[Records from a collection]
┌──
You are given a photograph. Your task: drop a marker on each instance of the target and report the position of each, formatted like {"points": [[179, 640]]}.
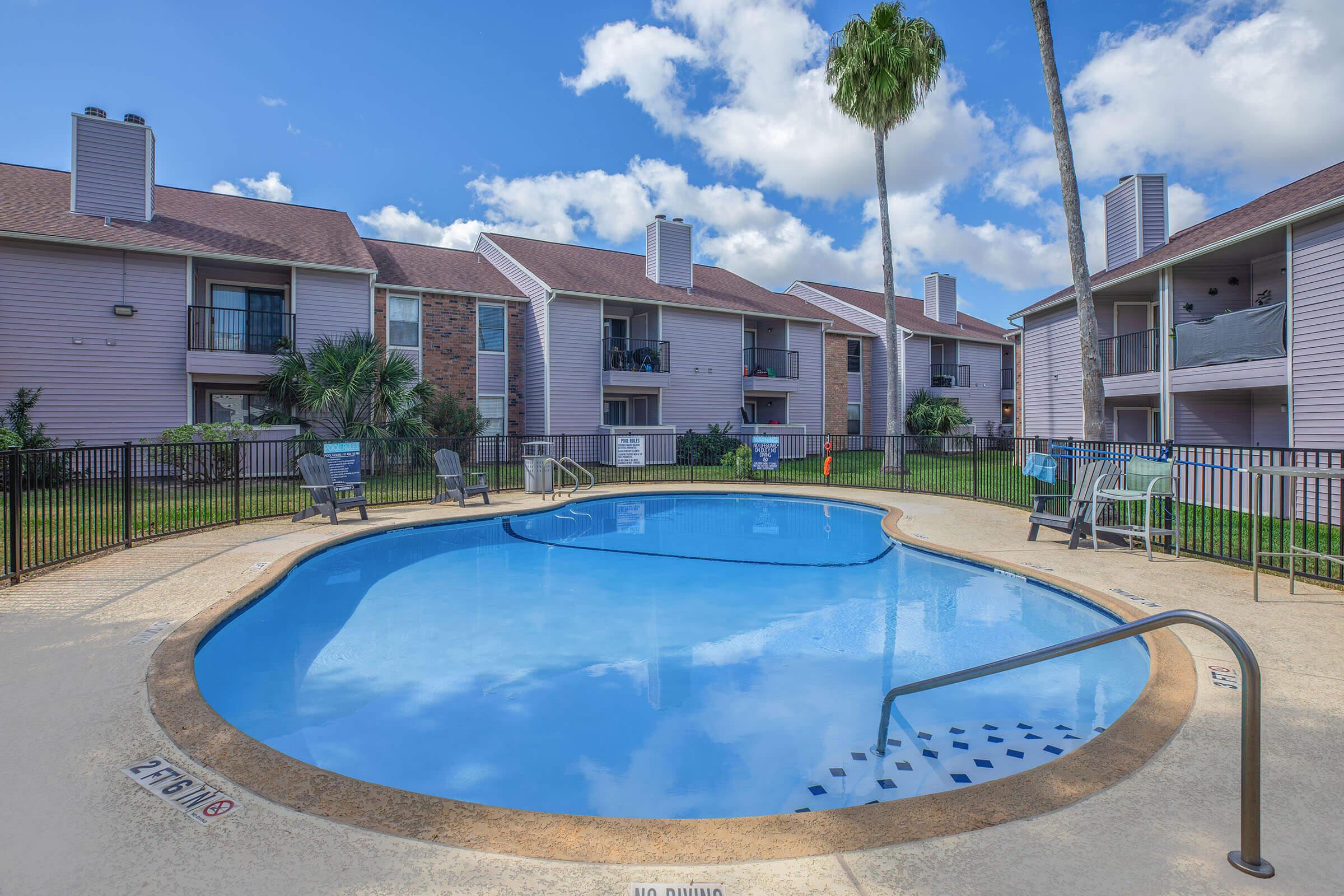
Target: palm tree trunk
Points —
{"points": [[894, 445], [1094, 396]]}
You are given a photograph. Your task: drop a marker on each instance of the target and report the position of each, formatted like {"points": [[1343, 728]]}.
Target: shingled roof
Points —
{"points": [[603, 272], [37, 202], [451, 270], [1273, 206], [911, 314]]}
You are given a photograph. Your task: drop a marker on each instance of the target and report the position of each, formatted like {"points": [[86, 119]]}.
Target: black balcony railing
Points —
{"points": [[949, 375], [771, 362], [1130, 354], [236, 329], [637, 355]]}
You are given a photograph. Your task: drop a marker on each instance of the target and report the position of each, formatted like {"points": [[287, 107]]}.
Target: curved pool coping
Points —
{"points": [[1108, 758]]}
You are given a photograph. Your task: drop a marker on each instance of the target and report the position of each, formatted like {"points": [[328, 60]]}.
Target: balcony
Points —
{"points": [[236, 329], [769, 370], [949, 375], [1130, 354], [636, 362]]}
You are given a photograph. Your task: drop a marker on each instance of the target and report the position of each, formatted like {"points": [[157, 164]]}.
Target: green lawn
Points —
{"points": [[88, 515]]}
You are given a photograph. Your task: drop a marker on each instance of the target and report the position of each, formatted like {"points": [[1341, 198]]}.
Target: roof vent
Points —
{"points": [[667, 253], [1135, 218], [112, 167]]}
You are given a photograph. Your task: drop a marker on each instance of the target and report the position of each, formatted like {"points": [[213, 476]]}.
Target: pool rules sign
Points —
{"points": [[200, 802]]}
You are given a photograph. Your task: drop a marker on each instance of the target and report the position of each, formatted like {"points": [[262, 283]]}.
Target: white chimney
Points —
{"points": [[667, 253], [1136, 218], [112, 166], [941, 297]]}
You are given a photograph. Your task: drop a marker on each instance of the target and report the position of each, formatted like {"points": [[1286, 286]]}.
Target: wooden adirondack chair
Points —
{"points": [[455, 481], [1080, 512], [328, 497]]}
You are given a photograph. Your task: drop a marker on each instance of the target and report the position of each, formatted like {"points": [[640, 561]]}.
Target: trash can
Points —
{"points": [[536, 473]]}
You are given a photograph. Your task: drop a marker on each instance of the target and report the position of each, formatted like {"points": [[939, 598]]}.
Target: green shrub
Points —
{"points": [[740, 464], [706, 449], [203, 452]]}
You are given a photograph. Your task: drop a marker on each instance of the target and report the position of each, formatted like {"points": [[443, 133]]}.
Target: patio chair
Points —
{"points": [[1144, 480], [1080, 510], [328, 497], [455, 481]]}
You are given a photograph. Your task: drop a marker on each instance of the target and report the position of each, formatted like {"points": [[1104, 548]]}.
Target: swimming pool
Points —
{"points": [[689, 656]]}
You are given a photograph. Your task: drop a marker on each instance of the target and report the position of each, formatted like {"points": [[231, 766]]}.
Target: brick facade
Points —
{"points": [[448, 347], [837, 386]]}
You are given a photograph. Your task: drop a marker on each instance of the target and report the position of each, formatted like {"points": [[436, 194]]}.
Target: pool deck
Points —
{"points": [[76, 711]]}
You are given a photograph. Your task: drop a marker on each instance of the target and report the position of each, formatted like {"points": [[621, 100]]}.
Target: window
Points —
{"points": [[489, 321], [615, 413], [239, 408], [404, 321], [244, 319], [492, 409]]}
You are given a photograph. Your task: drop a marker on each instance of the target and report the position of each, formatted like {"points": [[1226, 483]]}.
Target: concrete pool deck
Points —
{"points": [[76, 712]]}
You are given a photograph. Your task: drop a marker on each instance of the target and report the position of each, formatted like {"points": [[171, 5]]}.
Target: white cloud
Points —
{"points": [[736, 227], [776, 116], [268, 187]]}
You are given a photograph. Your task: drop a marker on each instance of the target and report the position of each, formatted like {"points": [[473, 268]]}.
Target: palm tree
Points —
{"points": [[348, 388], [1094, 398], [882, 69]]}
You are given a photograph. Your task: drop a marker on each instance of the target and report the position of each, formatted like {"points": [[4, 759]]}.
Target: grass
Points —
└──
*Task objective*
Without the pictures, output the full listing exactly as it stands.

*Solution*
You are given a photograph. Your task: drop a marker on each instance of the target and report the position of each, formatted like {"points": [[179, 640]]}.
Target: palm tree trunk
Points —
{"points": [[894, 445], [1094, 396]]}
You are given a photograph. Your task: drop a marker on each instance of the target and report the position of each, formatted like {"points": [[1343, 728]]}.
Target: shingled roof
Points —
{"points": [[603, 272], [37, 202], [451, 270], [1273, 206], [911, 314]]}
You are given a photograph. Your task: drop a marker on each instance of the target and report the position of each, formatted like {"points": [[86, 119]]}.
Target: black balcony railing
Points —
{"points": [[949, 375], [771, 362], [1130, 354], [236, 329], [637, 355]]}
You are given a photograph. Your task: drop a marker on each instance of the target and report the position of each, formatted like {"points": [[287, 107]]}.
Target: curved pool coping
Points —
{"points": [[1108, 758]]}
You are given a photograph. Your task: drop a marker on each instance of the target and report the position of each, formatted like {"points": [[328, 60]]}.
Target: balcony
Points —
{"points": [[236, 329], [769, 370], [949, 375], [1130, 354], [636, 362]]}
You are given a photograph. Your task: drop a marker on each instance of the target and report the position of each, formatted like {"points": [[157, 164]]}.
Target: green lawn
Points —
{"points": [[88, 515]]}
You are given a photograph. Your task: drop a marker on each instance of the target and report the position of each, formatted like {"points": [[1341, 198]]}.
Target: roof vent
Points —
{"points": [[667, 253], [1135, 218], [112, 167]]}
You are given a photograph. Your task: drop a marker on each instance of the target and report the position of each, formatted like {"points": [[213, 476]]}.
Target: pool rules sign
Points —
{"points": [[200, 802]]}
You are given a photograph. Your task: drop a marker on each instance of the target and report the position of each, formatted like {"points": [[262, 283]]}.
Target: white chimney
Points —
{"points": [[667, 253], [1136, 218], [112, 166], [941, 297]]}
You are given a photograph. Your task: drop a marker on each instance of the target and report the position of each, formatted like {"points": [[1286, 286]]}.
Target: wooden adirondack chair
Points —
{"points": [[455, 481], [1080, 512], [328, 497]]}
You are given a photograph. Your task: drop a marker on each instance of the target and report the position of each, formatted like {"points": [[640, 561]]}.
Target: trash can
Points —
{"points": [[536, 473]]}
You are given a photograph. Your task: drop a marker on each instance of the target and report the position of each, formatted like {"points": [[939, 598]]}.
Target: green shrub
Points —
{"points": [[740, 464], [706, 449], [203, 452]]}
You are given a photograph. Your task: drop a marker on each instance of the target and report the position of each, formatted like {"points": [[443, 133]]}.
Target: patio chair
Points —
{"points": [[1144, 480], [1080, 510], [328, 497], [455, 481]]}
You are given a photograph. Your task: drop a marker on each instance of the target and report the position of each, formatted like {"points": [[1104, 548]]}.
Target: swimming pool
Points —
{"points": [[689, 656]]}
You are given a photograph. Your task: drop a marker on each instance of the target and report the position of each, formatted like {"points": [[231, 766]]}.
Target: brick facade
Points —
{"points": [[448, 347], [837, 386]]}
You are given a photograph. Your task: drop a marker on each instance of the target and report the position of each, formatted like {"points": [[436, 194]]}.
Target: pool deck
Points —
{"points": [[76, 711]]}
You are given a photograph. Your task: drop a marker on each instance of the target and report the position of each, formatted like {"points": [[621, 100]]}.
Target: window
Points —
{"points": [[489, 321], [615, 413], [239, 408], [404, 321], [244, 319], [492, 409]]}
You are given a photograph. Your task: drop a marker on each instance of the target and report the position of each, formatted like {"points": [[1226, 483]]}.
Target: concrete pool deck
Points —
{"points": [[76, 712]]}
You are given a photograph. Your task: drop a marker on each instance of the target and report the position of each, formatted like {"points": [[171, 5]]}.
Target: white cloud
Points —
{"points": [[736, 227], [776, 116], [268, 187]]}
You are given a photograph. Your task: drop a marker on each instance of the target and report the position of each, formatted like {"points": [[473, 268]]}.
Target: palm tree
Points —
{"points": [[348, 388], [1094, 398], [882, 69]]}
You are given a photograph. Your task: drop a marker on each instance of the target and report the position of each, formatted like {"points": [[4, 759]]}.
Target: grass
Points —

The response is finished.